» 記述課題 a: 文書抜粋の後に並ぶ行のうち、「A point falls on each instance of the fold」を含む行から最後の行までを両端を含めて書き直してください。その際「blanket」を「quilt」に差し替え、ほかは変えないでください。

» 文書抜粋:
Google Cloudとコンテナの継続的なセキュリティ

本文の内容は、2020年8月11日にNéstor Salcedaが投稿したブログ(https://sysdig.com/blog/harbor-registry-scanning/)を元に日本語に翻訳・再構成した内容となっております。

レジストリスキャンとは何か、セキュリティのシフトレフトにどのように役立つのか、HarborとSysdigを使ってどのように実装できるのかをご紹介します。

セキュリティを左にシフトするとは、セキュリティを開発プロセスの中で可能な限り早い時期に移行させることで、「修正までの時間」とセキュリティの影響を劇的に改善することです。この記事では、HarborレジストリとSysdig Secureを使ってシフトレフトする方法を紹介します。レジストリへのプッシュごとに透過的にイメージスキャンを自動化する方法を学びます。

多くの組織では、すでにCI/CDツールを使用し、イメージスキャンのベストプラクティスに従って、開発プロセスの一部としてセキュリティチェックを実施していますが、これは素晴らしいアイデアです。コンテナイメージのセキュリティ問題を早期に特定できれば、それを迅速に修正することができます。

しかし、使用しているが所有していないイメージはどうなるのでしょうか?それらは CI/CD パイプラインを通過しませんし、バグやその他のセキュリティ脆弱性が含まれている可能性があります。理想的な方法は、レジストリにアップロードされたイメージを直接スキャンすることです。

Harborはオープンソースのレジストリです。実際、HarborオープンソースプロジェクトはCNCFによってホストされています。Harborの多くのクールな機能の一つは、サードパーティのスキャンバックエンドをコア製品内に統合していることです。これにより、Harbor UIから離れることなく、素晴らしいユーザー体験が得られますし、導入サイクルの短縮にも役立ちます。

セキュアなパイプラインの一部としての自動レジストリスキャン

CI/CDパイプラインを介して生成するすべてのイメージをすぐにスキャンしても、次の課題に直面する可能性があります。

  • 誰もがCI/CDツールを使用しているわけではありません。例外と回避策が発生し、準備する必要があります。
  • 既知の脆弱性が含まれている可能性のあるサードパーティのイメージをプルしてデプロイする必要があります。
  • 多くのレジストリは、スキャンの詳細をイメージに直接添付しません。開発者は他の場所で情報を探す必要があり、人的ミスが発生しやすい複雑なワークフローを作成します。

レジストリスキャンは、コンテナのライフサイクルを保護するためのもう1つの基本的な手順です。これを自動化すると、常に適用されることが保証され、スキャン結果をレジストリUIに直接統合すると、開発者のユーザーエクスペリエンスが向上し、修正にかかる時間が短縮されます。

Sysdig Secureプラグ可能スキャンはどのようにHarborと統合できるのでしょうか?

» 対象の行:
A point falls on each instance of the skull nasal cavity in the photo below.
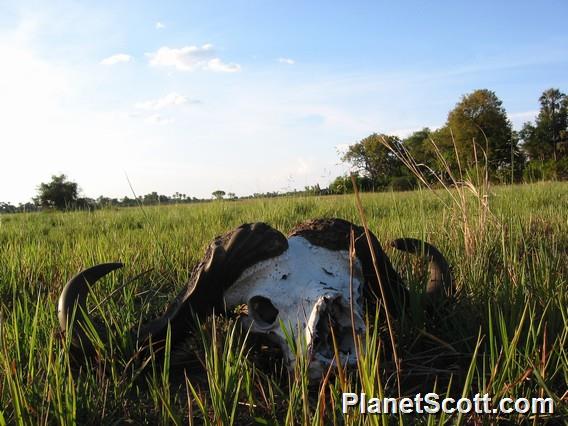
(262, 310)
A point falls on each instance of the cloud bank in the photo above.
(191, 58)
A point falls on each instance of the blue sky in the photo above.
(249, 96)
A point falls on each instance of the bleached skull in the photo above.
(305, 286)
(303, 293)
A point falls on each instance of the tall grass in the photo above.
(506, 334)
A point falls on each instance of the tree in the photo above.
(546, 141)
(542, 140)
(218, 194)
(373, 159)
(60, 193)
(478, 125)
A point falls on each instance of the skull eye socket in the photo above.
(262, 311)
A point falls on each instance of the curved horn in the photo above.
(226, 257)
(440, 282)
(74, 294)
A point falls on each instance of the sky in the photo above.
(249, 96)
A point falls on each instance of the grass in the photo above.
(506, 333)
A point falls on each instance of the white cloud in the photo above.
(171, 99)
(158, 119)
(115, 59)
(191, 58)
(286, 61)
(215, 64)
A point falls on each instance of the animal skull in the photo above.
(305, 290)
(306, 285)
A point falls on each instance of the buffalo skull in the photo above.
(307, 285)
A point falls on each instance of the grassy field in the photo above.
(506, 334)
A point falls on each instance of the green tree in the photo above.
(373, 159)
(546, 139)
(59, 193)
(218, 194)
(478, 125)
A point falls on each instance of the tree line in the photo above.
(477, 133)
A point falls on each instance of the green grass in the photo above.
(506, 333)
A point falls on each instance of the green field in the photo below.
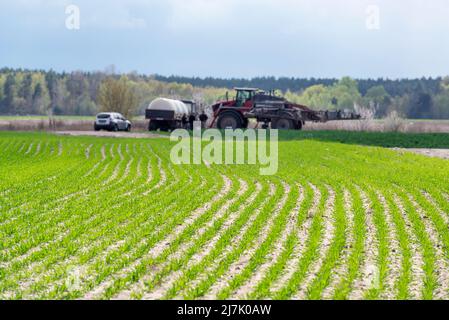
(102, 218)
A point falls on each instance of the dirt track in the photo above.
(110, 134)
(434, 153)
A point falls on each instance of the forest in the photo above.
(42, 92)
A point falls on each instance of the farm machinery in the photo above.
(267, 108)
(249, 103)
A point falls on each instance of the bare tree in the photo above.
(117, 96)
(367, 117)
(393, 122)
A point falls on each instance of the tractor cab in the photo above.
(245, 96)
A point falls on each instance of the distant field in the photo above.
(81, 123)
(89, 217)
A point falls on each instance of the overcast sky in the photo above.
(230, 38)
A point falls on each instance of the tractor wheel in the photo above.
(229, 120)
(153, 126)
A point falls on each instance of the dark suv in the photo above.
(112, 121)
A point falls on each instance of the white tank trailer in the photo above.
(166, 114)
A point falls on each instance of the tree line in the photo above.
(40, 92)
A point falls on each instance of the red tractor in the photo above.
(268, 108)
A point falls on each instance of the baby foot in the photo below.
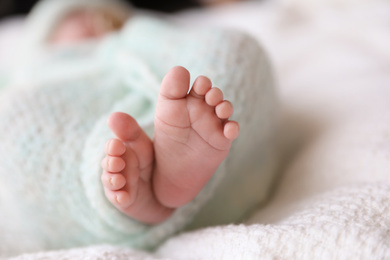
(192, 136)
(127, 171)
(146, 180)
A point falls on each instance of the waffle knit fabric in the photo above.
(53, 115)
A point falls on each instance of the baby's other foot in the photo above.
(192, 136)
(127, 171)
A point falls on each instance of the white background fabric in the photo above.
(332, 62)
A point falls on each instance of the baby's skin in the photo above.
(147, 180)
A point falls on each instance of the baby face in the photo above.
(84, 24)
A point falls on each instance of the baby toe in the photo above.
(231, 130)
(113, 181)
(120, 198)
(113, 164)
(201, 86)
(115, 147)
(224, 110)
(214, 96)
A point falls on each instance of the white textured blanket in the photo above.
(332, 201)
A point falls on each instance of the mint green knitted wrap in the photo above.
(53, 115)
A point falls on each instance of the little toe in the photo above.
(231, 130)
(214, 96)
(175, 84)
(224, 110)
(121, 199)
(113, 181)
(115, 147)
(201, 86)
(113, 164)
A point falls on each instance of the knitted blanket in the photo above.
(53, 113)
(332, 199)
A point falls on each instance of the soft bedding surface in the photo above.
(332, 61)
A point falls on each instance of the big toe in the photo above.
(175, 84)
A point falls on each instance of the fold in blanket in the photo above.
(53, 115)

» 記述課題 b: Harborのレジストリスキャンについての文書抜粋を、最後の文の後から書き継いでください。

» 解答例 a:
A point falls on each instance of the fold in quilt in the photo above.
(53, 115)

» 解答例 b:
Harborは、セキュリティに重点を置いたコンテナレジストリです。セキュリティポリシーとRBACを実装することで、内部の成果物を保護することができます。また、イメージスキャン機能も備えており、トラストチェーンの一部としてイメージに署名することも可能です。

一方、Sysdig Secure DevOps Platformは、マイクロサービスのライフサイクル全体に沿ってワークロードを保護するのに役立ちます。イメージスキャン、コンプライアンス、ランタイムセキュリティ、フォレンジック分析。この記事では、イメージスキャン機能にのみ焦点を当てます。

Harborは、Harborと他のイメージスキャナー間でアダプタを構築するためのAPI仕様を定義しています。私たちはそれを使用して、HarborのスキャニングAPIがSysdig Secure APIと通信して脆弱性レポートや追加情報を取得できるようにするアダプターを構築しました。これらの詳細はHarbor UIでエンドユーザに透過的に表示されます。

このアダプタには2つの動作モードがあります。バックエンドとインラインスキャンです。

バックエンドスキャン

これがデフォルトのモードです。Sysdig Harborアダプターは、コンテナイメージのパスをSysdig Secureバックエンド (SaaS またはオンプレミス) に転送します (例: docker.io/alpine:latest)。バックエンドはこのパスを使用してコンテナイメージを取得してスキャンし、その結果をSysdig Harborアダプタに返します。

長所:

  • インストールが簡単です。

短所:

  • Sysdig Secureバックエンドは、Harborからイメージを取得するためにネットワークの可視性を備えている必要があります。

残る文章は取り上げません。